D'après le récit de la sortie au phare de l'île de Ré, quelle était la force approximative des rafales de vent ?

## EXTRAIT DU TEXTE
++++
Je n'avais rien posté ici depuis mai, je n'étais
Je n'avais rien posté ici depuis mai, je n'étais pas revenue là bas depuis juin...
J'attendais le premier coup de vent de l'automne. Un avis de Grand Frais, un dimanche d'octobre. Une marée basse pour quelques danses sous la pluie, face au vent.
A cette époque, il n'y a plus trop de monde dans cette partie de l'île que les sudistes boudent hors saison car trop éloignée du pont qui (hélas) relie Ré au continent. Le site n'était pas désert comme en hiver mais aucun intrus malvenu pour troubler mes retrouvailles avec le premier grand phare de ma vie...
Je ne m'étais pas enfuie comme une poursuivie jusqu'au ciel, ce qui ne veut pas dire que je n'aime plus mourir au sommet des géants de lumière. C'est juste qu'il faut savoir rendre hommage aux gardiens de phares... ;)
Le vent rend fou seulement ceux qui ne le sont pas déjà! Des rafales salées d'environ 37 noeuds s'engouffraient dans ma tête. Cheveux humides et gorge offerte pour que tout soit parfait.
Vue sur la Vieille Tour mais aussi sur un début de phénomène naturel appelé croix de mer, cross sea ou tout simplement "vagues carrées". Quand toutes les conditions sont réunies (houle de sud ouest croisée avec celle du nord), l'océan prend la forme d'un damier.
Le phare des Baleineaux est l'un des premiers phare automatisé... Il signale avec Les Baleines la pointe nord de l'île mais surtout les dangers de la barre rocheuse (haut banc du Nord) située entre eux. C'est aussi un séchoir à cormorans...
++++
## DONNÉES BRUTES

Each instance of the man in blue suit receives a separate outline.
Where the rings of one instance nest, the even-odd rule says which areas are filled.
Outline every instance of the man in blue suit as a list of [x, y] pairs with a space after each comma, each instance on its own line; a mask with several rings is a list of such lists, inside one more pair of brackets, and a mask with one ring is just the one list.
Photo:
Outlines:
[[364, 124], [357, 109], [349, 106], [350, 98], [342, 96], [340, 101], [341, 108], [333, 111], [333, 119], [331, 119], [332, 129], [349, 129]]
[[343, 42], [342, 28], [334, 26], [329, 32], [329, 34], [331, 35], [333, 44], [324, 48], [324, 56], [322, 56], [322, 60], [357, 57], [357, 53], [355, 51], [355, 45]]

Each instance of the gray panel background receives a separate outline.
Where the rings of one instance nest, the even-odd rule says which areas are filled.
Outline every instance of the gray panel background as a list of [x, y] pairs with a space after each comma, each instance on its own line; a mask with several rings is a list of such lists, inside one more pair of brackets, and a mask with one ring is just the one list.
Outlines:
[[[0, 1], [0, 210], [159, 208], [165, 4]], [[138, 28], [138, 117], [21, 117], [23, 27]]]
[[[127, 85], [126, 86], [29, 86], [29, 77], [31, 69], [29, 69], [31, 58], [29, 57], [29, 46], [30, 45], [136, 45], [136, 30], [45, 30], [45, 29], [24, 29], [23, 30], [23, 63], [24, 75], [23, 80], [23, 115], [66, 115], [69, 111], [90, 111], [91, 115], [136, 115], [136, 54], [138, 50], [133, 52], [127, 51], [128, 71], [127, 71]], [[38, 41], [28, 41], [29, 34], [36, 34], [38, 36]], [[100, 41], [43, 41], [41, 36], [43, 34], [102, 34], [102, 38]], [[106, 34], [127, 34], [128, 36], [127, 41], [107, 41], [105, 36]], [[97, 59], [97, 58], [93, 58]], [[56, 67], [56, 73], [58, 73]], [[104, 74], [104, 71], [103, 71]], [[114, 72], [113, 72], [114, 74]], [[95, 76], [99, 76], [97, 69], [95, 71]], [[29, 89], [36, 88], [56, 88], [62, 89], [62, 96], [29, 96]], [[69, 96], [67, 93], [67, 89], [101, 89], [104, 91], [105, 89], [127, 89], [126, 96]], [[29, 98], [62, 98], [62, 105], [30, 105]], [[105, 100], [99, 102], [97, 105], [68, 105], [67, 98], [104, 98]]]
++++
## RÉPONSE COMPLÈTE
Environ 37 nœuds.